◆ **Ejercicio propuesto 1**: Según la reseña de la novela El Traductor, ¿en qué termina trabajando el personaje principal?
◆ **Ejercicio propuesto 2**: Prolonga la reseña de la novela El Traductor a partir de su última oración.

◆ **Sección de texto**:
★ ★ ★ ★ ★
Un relato en primera persona de un hombre ya fuera de los circuitos regulares de la vida actual, pero conciente de su rutina sombría. Que nos retrotae al Lobo estepario de Hesse y los personajes asfixiados de Sastre o de Camus. También a Benedetti con La Tregua, o la metafísica existencial de Sabato, con el Túnel. Un monólogo lento, tentativo, consecuentemente apretado en la camiza de fuerza de la condición humana, pero sin miedo al crescendo. Que se siente insufisciente, desechado, reducido a ser sólo una imagen paterna para las mujeres jóvenes. Sin estudios universitarios, por falta de dinero. Atrapado en una sociedad clasista, sólo insinuada en el relato, sin embargo determinante, llega al final, tras 40 años de trabajo ininterrumpido. Un excluido que intenta reencontrar un hilo conductor en su vida y que tiene que enfrentarse a un nuevo orden de empresas mediadoras de empleo, mano a mano con un nuevo esoterismo y los métodos de auto ayuda.
En su rutina está la parroquia, el boliche, que recuerda a la Colmena de Celá, donde también domina la clase media venida a menos, y muchos otros ambientes terminales. Se bebe, mesuradamemete por razones de edad y de salud, se arregla el mundo, pero por sobre todo se discute la timba, es decir, el atajo inancanzable. La vejez como estado de ánimo donde la relación amorosa se hace hipersensible al más mínimo cambio perturbador. En otras palabras, la paralizadora fuerza de la costumbre, donde hasta ponerse a escribir es locura. Y con un cuchicheo de fondo de las dueñas de casa, personajes definidos a cincel, que constituyen el tejido social profundo, como en Cae la noche tropical de Puig. Donde se perciben los más mínimos cambios y se analizan con la lógica demoledora de la mordomía.
En un mundo crecientemente virtual, intrincado, difícil de asir, entre jóvenes y niños que están permanentemente colgados de la red. Donde la novela puede llegar a tener el formato nímeo de una estampilla, según el propio traductor. Autoironía, casi humor negro del autor. No me extraña, está la popular Literatura Chick, por ejemplo, relatos cortísimos sobre las preocupaciones cotidianas de jóvenes mujeres haciendo carrera en el mundo de hoy. Sin embargo, quizás para sorpresa del traductor y su propio creador es posible escribir una gran obra en pequeño formato. Más aún dos obras en una, magistralmente ensambladas en un continuo, como en El Traductor”. La dicotomía resuelta.
Sin embargo, a pesar de todo, el abrumado personaje, termina trabajando de mayordomo en un último reducto donde todavía reina el trato excelente e igualitario entre colegas. Una especie de humanismo arrinconado pero no derrotado, quizás el último de la vieja administración en constante demolición o el presagio de un nuevo renacer. Y todo gracias a una mujer joven que lo trata de igual a igual. Allí, se da de bruces con un manuscrito encabezado por un poema gráfico: J Tzee año 2008. A manera de enganche o coda entre los dos tiempos de la novela, especie de pista como en la novela policial. Quizás dando origen al género de los géneros o, al menos, un nuevo género. El personaje sufre un deslumbre, un enamoramiento literario sólo comparable al primer amor juvenil. Un homenaje al libro, su rescate pero que al mismo tiempo nos rescata, nos redime. Es allí que el personaje se convierte en el traductor, cuando se decide a traducir el ignoto manuscrito. Sin embargo, mientras la línea existencial en los autores anteriormente nombrados se mantiene implacable hasta el fin, en Martínez nos encontramos con una rúptura radical, haciéndonos entrar sin posibilidad de retorno a un espacio totalmente distinto.
★ ★ ★ ★ ★
(Datos de anotación de la ubicación de objetos)
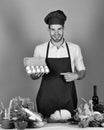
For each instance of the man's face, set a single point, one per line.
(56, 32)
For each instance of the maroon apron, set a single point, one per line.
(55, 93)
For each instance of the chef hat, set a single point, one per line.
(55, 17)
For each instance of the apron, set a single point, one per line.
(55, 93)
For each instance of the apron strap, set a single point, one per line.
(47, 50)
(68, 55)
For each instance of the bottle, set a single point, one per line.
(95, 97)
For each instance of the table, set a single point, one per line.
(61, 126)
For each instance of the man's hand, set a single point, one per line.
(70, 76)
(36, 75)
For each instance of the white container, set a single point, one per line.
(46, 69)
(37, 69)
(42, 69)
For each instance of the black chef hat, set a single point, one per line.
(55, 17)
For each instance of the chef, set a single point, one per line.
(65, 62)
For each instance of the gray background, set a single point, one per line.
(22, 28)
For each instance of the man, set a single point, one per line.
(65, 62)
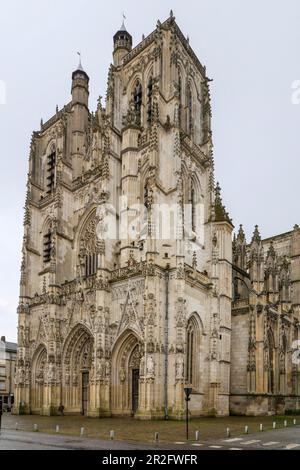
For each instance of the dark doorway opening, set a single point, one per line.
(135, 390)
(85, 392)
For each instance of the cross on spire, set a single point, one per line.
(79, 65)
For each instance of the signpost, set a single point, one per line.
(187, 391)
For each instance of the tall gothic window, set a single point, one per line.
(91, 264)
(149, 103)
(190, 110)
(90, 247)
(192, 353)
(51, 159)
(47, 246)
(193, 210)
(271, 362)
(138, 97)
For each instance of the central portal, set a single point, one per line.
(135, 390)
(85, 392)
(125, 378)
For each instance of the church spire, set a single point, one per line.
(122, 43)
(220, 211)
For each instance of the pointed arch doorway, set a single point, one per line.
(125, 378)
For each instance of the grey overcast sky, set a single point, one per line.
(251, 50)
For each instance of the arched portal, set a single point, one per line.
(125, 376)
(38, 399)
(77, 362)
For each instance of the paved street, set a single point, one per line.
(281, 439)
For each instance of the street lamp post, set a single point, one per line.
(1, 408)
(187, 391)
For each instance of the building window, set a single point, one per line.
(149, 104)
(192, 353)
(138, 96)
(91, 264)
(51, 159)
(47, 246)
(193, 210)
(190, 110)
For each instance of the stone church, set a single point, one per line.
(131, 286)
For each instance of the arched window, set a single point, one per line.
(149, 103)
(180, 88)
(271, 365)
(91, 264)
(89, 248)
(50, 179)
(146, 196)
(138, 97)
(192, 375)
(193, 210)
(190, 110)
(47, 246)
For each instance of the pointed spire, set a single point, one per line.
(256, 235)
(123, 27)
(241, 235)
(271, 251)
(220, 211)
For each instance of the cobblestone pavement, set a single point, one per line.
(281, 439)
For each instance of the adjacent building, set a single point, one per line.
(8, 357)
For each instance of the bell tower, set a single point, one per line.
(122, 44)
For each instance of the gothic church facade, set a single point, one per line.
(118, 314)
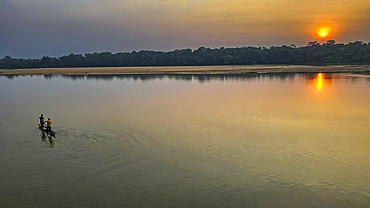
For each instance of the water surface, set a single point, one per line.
★ ★ ★ ★ ★
◆ **Respuesta final 1**: Termina trabajando de mayordomo.

◆ **Respuesta final 2**:
(Conocí el caso de un doctor en filosofía de origen uruguayo que realizó toda su investigación académica y publicó casi toda su obra trabajando como portero de una institución universitaria en Suecia.)
De este modo, toda la primera parte del relato es un acercamiento meticuloso para llevarnos a la mansión arcana, anacrónica, situada curiosamente en África del Sur. La casona acechante en nuestro inconciente colectivo, de por sí unos de los arquetipos más impactantes de la obra universal, por ende que más despierta la fantasía, nostalgia y estupor del lector. Extraña coincidencia. Ximena Narea, artista plástica y editora chilena radicada en Suecia hace muchísimos años visita Chile, justamente con una exposición gráfica “Emily”, que trata de una casa abandonada en Escania, el sur de Suecia, y de su dueña y de tres generaciones definitivamente esfumadas, salvo un sobrino que cerrando la puerta dejó la casa definitivamente sellada hace cuarenta años, para vivir para siempre en Australia. Pero, en El Traductor está también el jardín, el remanso pero también la sombra, otro espacio indecible que todos llevamos en lo profundo, como referencia vital y emocional. Mansión lejana, Jardín de las sombras, como conceptos vitales. Y allí, atrapados ya en la segunda parte del relato, nos chocamos con el gran demiurgo, esta vez encarnado en una anciana obsesiva, que cual un omnipotente dramaturgo rehace todos los pedazos de un tiempo perdido usando personas de carne y hueso. No sólo escoge las bambalinas sino que principalmente escoge los áctores, distribuye los personajes y determina el libreto como el desenlace. En ese espacio escénico que es el hogar, la casa, en este caso, la mansión colonial y su jardín. Todo gracias a las rentas intactas y eternas de la familia. Quizás metáfora de la refundación pactada para dejar atrás el apparteid y la dictadura.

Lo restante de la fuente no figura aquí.